## Work instructions
Please copy out every one of the entries below, word for word.

═════ Record excerpts ═════

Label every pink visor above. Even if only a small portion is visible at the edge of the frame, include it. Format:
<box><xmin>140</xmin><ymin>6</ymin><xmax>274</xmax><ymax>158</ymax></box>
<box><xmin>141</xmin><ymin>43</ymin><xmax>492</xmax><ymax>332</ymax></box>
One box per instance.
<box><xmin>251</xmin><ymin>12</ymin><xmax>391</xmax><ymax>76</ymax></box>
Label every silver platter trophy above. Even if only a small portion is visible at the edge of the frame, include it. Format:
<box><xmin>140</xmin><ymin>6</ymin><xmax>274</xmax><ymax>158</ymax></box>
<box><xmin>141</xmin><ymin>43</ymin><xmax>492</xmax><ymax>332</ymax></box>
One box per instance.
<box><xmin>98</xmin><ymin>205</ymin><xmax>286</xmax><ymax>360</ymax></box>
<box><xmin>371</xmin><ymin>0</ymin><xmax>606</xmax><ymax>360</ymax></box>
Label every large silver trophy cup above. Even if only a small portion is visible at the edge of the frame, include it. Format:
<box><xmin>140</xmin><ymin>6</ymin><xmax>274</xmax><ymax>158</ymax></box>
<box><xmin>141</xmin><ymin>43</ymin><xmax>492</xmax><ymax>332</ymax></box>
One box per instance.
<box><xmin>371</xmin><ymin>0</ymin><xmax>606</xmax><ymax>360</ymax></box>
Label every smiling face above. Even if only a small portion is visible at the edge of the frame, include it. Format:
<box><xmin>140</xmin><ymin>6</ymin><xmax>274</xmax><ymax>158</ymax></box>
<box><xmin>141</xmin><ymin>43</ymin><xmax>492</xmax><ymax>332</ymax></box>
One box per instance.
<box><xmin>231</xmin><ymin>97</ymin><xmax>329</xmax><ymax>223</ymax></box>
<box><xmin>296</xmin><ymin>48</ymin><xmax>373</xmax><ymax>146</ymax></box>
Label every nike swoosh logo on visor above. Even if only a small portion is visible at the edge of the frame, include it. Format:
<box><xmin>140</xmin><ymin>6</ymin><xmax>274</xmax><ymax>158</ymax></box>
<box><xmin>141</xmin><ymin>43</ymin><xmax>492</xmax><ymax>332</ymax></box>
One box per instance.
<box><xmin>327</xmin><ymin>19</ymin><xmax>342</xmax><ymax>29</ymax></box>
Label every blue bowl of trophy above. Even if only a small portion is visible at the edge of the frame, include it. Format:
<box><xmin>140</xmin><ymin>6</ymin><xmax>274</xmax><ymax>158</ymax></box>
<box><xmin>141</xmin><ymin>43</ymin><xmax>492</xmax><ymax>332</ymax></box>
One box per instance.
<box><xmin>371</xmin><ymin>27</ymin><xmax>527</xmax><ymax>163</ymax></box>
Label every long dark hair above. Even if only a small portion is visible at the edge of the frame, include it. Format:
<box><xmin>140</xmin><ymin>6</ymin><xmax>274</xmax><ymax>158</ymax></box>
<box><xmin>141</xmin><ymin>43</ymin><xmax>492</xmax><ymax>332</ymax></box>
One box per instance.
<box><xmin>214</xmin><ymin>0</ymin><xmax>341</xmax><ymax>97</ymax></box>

═════

## Response
Label every pink visor above. Even if only a small portion is visible at the edge of the frame, include it. Format:
<box><xmin>140</xmin><ymin>6</ymin><xmax>274</xmax><ymax>158</ymax></box>
<box><xmin>141</xmin><ymin>43</ymin><xmax>492</xmax><ymax>332</ymax></box>
One box per instance.
<box><xmin>251</xmin><ymin>12</ymin><xmax>391</xmax><ymax>76</ymax></box>
Label every silver platter trophy above. Even if only a small portion is visible at the edge of the frame, include it. Format:
<box><xmin>140</xmin><ymin>6</ymin><xmax>274</xmax><ymax>158</ymax></box>
<box><xmin>141</xmin><ymin>43</ymin><xmax>492</xmax><ymax>332</ymax></box>
One box per instance.
<box><xmin>98</xmin><ymin>205</ymin><xmax>286</xmax><ymax>360</ymax></box>
<box><xmin>371</xmin><ymin>0</ymin><xmax>606</xmax><ymax>360</ymax></box>
Label every large silver trophy cup above. Even if only a small portion is visible at the edge of the frame, include it. Format:
<box><xmin>140</xmin><ymin>6</ymin><xmax>274</xmax><ymax>158</ymax></box>
<box><xmin>141</xmin><ymin>43</ymin><xmax>492</xmax><ymax>332</ymax></box>
One box per instance.
<box><xmin>371</xmin><ymin>0</ymin><xmax>606</xmax><ymax>360</ymax></box>
Label every smiling face above. Even if only a small portion is visible at the edge of the frame, include it. Format:
<box><xmin>140</xmin><ymin>6</ymin><xmax>274</xmax><ymax>158</ymax></box>
<box><xmin>141</xmin><ymin>43</ymin><xmax>492</xmax><ymax>332</ymax></box>
One box per instance.
<box><xmin>231</xmin><ymin>97</ymin><xmax>329</xmax><ymax>223</ymax></box>
<box><xmin>296</xmin><ymin>48</ymin><xmax>373</xmax><ymax>146</ymax></box>
Label every nike swoosh logo on visor above. Even if only a small portion is visible at the edge of the frame, include it. Format:
<box><xmin>140</xmin><ymin>6</ymin><xmax>274</xmax><ymax>158</ymax></box>
<box><xmin>141</xmin><ymin>43</ymin><xmax>492</xmax><ymax>332</ymax></box>
One box per instance.
<box><xmin>327</xmin><ymin>19</ymin><xmax>342</xmax><ymax>29</ymax></box>
Label every blue bowl of trophy above. Even if only a small portion is visible at the edge of the frame, include it. Format:
<box><xmin>140</xmin><ymin>6</ymin><xmax>274</xmax><ymax>158</ymax></box>
<box><xmin>141</xmin><ymin>43</ymin><xmax>492</xmax><ymax>332</ymax></box>
One box per instance.
<box><xmin>371</xmin><ymin>27</ymin><xmax>527</xmax><ymax>163</ymax></box>
Label every long dark hair above. Even if only a small portion is visible at the edge of the frame, include it. Format:
<box><xmin>140</xmin><ymin>6</ymin><xmax>274</xmax><ymax>158</ymax></box>
<box><xmin>141</xmin><ymin>43</ymin><xmax>492</xmax><ymax>332</ymax></box>
One box per instance.
<box><xmin>214</xmin><ymin>0</ymin><xmax>341</xmax><ymax>97</ymax></box>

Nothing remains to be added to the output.